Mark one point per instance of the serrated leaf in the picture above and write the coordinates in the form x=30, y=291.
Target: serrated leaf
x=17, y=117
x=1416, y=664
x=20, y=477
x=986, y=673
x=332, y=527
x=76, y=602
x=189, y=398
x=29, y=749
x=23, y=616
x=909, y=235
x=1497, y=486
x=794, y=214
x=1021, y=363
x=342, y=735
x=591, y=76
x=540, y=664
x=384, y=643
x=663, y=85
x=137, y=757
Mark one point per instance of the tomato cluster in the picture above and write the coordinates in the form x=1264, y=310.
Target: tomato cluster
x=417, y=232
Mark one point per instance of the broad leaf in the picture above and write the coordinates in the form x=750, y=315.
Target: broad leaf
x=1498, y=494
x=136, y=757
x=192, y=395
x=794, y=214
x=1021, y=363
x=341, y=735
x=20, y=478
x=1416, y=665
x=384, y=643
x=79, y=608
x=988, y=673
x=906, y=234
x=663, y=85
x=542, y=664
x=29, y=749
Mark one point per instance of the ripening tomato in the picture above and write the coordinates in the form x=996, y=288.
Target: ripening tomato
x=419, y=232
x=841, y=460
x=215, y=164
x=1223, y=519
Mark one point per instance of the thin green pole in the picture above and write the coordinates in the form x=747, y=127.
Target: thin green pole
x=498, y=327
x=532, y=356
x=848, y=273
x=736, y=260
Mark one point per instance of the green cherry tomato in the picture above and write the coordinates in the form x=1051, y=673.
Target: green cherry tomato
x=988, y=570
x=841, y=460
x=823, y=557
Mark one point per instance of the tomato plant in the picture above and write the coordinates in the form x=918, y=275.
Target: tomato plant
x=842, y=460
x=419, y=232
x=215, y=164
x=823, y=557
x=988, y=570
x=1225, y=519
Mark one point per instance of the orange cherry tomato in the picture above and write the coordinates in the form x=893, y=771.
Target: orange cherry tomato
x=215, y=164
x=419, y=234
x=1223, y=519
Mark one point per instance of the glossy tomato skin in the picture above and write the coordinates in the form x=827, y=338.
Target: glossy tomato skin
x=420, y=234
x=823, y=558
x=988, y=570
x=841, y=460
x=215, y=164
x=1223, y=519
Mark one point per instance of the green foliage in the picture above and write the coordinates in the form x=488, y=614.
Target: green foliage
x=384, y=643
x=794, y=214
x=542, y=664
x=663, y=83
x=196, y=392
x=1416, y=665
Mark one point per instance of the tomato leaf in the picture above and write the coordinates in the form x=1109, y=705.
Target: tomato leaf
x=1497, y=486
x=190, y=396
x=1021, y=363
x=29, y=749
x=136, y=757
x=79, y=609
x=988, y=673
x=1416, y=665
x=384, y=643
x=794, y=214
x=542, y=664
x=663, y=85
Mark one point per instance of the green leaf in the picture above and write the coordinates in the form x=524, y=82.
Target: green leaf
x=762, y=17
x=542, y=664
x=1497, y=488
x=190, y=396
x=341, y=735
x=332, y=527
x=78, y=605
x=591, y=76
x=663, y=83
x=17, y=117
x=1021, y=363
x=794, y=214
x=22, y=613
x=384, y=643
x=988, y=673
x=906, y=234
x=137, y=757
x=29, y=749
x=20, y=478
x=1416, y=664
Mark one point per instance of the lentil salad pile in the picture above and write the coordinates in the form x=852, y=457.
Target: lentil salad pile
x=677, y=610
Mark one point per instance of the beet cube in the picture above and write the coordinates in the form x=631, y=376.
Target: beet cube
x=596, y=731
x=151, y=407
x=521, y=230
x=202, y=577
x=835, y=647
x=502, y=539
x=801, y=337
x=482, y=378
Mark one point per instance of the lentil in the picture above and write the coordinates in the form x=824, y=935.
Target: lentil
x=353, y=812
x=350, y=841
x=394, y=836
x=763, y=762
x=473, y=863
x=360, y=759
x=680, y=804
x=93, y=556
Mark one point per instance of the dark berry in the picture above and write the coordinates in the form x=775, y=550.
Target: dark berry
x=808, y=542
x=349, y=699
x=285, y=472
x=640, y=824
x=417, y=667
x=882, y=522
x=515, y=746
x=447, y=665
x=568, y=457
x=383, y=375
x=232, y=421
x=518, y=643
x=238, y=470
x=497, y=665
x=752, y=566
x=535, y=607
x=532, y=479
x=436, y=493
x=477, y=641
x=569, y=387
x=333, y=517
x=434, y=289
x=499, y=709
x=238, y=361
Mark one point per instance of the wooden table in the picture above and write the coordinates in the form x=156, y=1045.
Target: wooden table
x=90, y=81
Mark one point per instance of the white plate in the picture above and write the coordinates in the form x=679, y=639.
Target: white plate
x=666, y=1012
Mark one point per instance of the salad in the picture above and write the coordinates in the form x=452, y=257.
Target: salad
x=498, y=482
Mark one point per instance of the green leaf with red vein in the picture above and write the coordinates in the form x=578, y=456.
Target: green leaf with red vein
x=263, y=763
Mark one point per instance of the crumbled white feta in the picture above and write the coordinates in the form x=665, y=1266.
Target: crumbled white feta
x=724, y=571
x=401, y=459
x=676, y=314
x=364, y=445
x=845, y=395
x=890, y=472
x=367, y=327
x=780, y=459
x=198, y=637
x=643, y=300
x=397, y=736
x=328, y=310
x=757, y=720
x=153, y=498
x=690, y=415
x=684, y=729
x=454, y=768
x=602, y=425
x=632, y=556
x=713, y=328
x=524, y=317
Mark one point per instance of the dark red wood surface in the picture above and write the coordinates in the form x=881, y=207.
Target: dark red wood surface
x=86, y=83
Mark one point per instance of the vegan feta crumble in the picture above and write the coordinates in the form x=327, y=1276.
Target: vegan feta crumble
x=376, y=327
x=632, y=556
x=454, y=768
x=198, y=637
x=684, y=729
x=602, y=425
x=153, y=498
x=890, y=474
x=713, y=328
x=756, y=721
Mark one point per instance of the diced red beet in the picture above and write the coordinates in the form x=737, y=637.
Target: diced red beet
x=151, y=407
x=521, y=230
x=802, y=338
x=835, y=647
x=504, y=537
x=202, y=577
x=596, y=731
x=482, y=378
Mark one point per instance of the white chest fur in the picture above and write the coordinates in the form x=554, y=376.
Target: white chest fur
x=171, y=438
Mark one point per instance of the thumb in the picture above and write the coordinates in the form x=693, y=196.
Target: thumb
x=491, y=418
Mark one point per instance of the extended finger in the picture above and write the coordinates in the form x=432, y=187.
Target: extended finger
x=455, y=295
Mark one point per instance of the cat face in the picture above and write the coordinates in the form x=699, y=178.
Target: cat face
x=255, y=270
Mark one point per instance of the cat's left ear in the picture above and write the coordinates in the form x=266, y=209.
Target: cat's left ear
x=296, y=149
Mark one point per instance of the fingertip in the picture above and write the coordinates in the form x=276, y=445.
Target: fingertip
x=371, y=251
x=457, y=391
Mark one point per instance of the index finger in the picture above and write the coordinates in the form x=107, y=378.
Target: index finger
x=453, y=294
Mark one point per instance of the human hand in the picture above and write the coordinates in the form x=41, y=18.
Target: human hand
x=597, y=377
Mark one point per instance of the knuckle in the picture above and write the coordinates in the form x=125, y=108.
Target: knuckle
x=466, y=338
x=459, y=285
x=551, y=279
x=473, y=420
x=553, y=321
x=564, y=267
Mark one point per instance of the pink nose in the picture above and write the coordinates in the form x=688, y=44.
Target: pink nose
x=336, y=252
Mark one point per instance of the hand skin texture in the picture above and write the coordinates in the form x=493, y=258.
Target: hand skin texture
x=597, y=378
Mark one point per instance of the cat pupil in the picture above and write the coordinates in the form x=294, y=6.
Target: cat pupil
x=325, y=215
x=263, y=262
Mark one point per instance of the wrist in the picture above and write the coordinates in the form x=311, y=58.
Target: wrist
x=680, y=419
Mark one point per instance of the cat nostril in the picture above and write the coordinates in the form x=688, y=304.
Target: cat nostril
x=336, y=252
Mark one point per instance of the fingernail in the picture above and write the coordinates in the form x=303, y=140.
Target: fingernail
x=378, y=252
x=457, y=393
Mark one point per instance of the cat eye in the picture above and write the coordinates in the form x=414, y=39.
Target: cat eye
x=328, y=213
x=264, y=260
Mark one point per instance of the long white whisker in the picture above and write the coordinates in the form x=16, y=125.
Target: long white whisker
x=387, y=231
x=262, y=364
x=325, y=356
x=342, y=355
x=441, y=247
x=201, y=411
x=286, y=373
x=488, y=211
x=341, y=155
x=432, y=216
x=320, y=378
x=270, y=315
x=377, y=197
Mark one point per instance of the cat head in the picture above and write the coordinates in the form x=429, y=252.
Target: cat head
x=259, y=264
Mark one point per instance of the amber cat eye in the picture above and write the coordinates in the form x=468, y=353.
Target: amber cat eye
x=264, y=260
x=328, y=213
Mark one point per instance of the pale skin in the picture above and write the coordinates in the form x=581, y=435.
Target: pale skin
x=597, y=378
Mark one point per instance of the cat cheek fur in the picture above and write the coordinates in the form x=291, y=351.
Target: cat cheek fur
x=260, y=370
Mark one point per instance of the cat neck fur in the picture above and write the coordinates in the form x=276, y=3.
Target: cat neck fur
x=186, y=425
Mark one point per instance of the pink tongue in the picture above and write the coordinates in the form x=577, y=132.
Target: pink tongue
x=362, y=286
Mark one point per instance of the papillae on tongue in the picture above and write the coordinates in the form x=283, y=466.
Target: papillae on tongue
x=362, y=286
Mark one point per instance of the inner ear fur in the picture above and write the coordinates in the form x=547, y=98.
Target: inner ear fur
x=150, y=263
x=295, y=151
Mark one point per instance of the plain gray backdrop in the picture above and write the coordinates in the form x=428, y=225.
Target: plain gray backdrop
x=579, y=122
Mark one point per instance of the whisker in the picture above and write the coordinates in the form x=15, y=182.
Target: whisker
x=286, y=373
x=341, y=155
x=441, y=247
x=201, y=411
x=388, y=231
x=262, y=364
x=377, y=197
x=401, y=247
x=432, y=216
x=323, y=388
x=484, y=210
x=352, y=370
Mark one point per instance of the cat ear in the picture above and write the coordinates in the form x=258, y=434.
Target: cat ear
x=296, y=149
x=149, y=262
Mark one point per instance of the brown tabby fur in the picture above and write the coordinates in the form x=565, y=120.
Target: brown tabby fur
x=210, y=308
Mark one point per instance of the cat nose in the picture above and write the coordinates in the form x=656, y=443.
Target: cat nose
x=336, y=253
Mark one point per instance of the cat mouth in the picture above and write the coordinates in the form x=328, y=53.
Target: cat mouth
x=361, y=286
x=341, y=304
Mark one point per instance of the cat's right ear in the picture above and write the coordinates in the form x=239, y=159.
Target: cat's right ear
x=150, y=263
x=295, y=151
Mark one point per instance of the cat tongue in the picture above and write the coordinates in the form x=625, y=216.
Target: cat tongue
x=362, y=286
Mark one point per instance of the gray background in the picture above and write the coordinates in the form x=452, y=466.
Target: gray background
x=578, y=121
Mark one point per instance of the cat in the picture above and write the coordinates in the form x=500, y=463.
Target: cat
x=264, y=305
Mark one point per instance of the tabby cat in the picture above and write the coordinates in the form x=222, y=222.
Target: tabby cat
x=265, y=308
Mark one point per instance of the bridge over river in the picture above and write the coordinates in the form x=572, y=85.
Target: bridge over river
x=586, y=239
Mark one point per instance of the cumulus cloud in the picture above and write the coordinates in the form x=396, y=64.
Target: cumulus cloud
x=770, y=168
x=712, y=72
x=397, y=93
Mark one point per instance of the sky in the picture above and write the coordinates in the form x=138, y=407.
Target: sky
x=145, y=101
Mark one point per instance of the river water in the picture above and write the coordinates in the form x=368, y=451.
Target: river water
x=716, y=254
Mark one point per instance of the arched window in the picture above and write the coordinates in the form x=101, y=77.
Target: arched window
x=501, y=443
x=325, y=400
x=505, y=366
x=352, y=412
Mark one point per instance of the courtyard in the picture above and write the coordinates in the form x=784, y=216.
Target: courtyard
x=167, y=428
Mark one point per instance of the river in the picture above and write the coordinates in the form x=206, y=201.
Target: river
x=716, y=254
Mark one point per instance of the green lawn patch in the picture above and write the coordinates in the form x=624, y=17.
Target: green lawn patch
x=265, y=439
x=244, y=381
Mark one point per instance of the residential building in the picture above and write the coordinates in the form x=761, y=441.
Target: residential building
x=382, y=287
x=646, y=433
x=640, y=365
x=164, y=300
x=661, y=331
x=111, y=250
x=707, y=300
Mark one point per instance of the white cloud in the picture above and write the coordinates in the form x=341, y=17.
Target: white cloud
* * *
TASK PROMPT:
Rewrite the records from the line with "Mark one point per instance of the beet" up to and including the line with "x=93, y=556" as a two-column CSV with the header row text,answer. Put one record on each row, with its text and its answer each in a single quoted field and every line break replaced by a space.

FINISHED EXERCISE:
text,answer
"Mark one point per instance of the beet cube in the picture above and write the coordinates in the form x=631, y=376. Target: beet cube","x=596, y=731 x=151, y=407 x=521, y=230 x=202, y=577 x=835, y=647 x=502, y=539 x=801, y=337 x=482, y=378"
"Mark one point per instance of the lentil in the picture above and write the coordinates in the form x=824, y=935. Target: lentil","x=353, y=812 x=350, y=841 x=394, y=836 x=763, y=762 x=473, y=863 x=360, y=759 x=680, y=804 x=93, y=556"